▶ _TASK TO COMPLETE_
Range to reproduce from the entries below: the line with "Look at the photo above. For each instance of the beige", the line with "concrete sidewalk, which", and every line in between. Give them exactly and give nothing else.
------ WORKING DATA
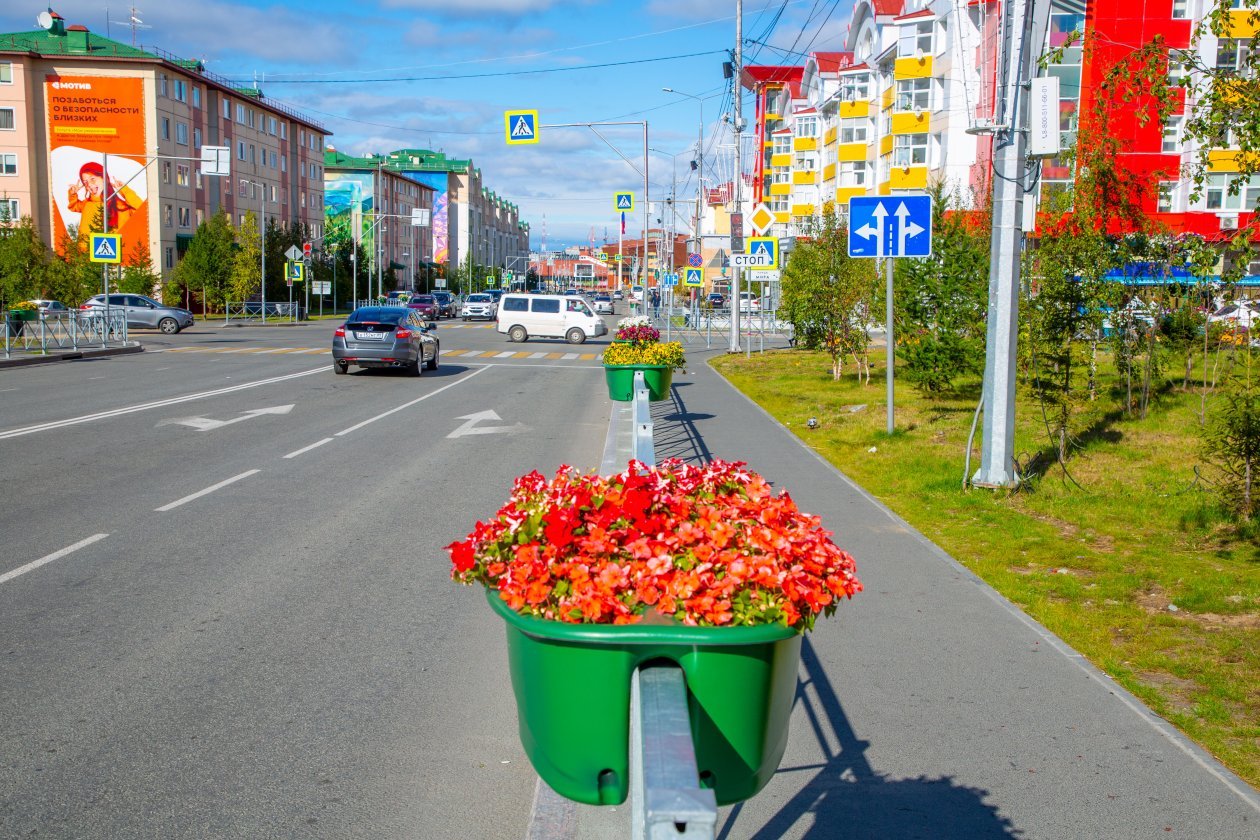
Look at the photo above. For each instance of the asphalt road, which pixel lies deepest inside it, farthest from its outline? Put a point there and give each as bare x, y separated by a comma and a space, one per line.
------------
------ WORKING DATA
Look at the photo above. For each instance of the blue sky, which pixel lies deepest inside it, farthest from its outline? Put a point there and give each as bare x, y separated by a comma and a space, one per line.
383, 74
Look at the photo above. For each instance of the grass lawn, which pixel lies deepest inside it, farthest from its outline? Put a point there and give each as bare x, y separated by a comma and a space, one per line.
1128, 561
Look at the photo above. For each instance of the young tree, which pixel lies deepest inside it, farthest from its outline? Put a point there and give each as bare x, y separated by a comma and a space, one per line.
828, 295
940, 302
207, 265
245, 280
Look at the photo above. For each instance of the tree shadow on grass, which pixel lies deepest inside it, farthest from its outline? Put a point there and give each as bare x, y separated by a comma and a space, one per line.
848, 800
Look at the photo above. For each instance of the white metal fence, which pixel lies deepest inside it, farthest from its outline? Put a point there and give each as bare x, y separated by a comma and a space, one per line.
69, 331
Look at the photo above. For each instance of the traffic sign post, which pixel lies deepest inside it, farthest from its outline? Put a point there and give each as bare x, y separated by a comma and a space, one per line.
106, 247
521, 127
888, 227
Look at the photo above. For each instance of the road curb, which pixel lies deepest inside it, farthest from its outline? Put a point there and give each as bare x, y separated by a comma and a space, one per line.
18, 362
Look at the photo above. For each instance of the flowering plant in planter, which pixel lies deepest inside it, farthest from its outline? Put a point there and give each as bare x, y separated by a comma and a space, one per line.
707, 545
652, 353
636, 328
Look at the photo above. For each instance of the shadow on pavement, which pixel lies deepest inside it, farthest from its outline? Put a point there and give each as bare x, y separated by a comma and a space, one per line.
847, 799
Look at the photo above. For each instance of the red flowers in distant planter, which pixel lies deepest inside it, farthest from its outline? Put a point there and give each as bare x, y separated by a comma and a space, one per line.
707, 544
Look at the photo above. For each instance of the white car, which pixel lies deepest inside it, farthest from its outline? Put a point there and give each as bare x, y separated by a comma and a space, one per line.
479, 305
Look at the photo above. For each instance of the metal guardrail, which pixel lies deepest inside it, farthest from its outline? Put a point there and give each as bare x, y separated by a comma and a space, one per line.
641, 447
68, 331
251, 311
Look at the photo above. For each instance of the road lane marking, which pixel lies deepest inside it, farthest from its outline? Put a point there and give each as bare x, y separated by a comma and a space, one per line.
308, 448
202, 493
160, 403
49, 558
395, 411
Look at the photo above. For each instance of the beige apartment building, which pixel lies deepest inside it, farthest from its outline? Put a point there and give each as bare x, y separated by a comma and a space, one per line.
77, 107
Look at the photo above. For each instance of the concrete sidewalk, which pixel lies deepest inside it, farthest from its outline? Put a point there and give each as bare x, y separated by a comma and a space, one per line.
------------
------ WORKING DATA
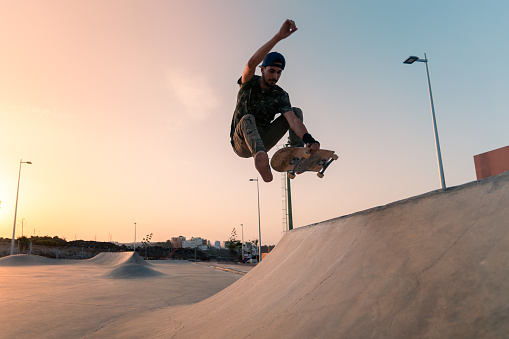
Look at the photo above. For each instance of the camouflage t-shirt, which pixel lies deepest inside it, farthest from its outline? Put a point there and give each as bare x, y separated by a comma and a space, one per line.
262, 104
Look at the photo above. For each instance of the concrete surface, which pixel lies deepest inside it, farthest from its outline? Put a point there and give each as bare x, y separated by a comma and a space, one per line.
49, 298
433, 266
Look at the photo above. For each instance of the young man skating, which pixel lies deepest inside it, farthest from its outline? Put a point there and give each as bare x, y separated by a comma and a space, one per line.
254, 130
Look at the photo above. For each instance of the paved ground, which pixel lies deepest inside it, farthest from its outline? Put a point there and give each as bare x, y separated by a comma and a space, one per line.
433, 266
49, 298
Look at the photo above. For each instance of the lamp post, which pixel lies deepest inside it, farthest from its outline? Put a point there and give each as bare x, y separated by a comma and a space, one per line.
------------
▶ _RESPONSE TO THE TASK_
Look at the photo above. For each instance of the beige apartment building, which pixel lies deepest inside it, farthest from its outline? Put a point there and give each as bare x, y separated by a comma and a space, one per line.
77, 107
Look at the photo above. For each instance of the concrete sidewalk, which pixel lies deepest inside it, farthest from its outline? Put a point there and give each as bare x, y separated by a comma and a space, one per line.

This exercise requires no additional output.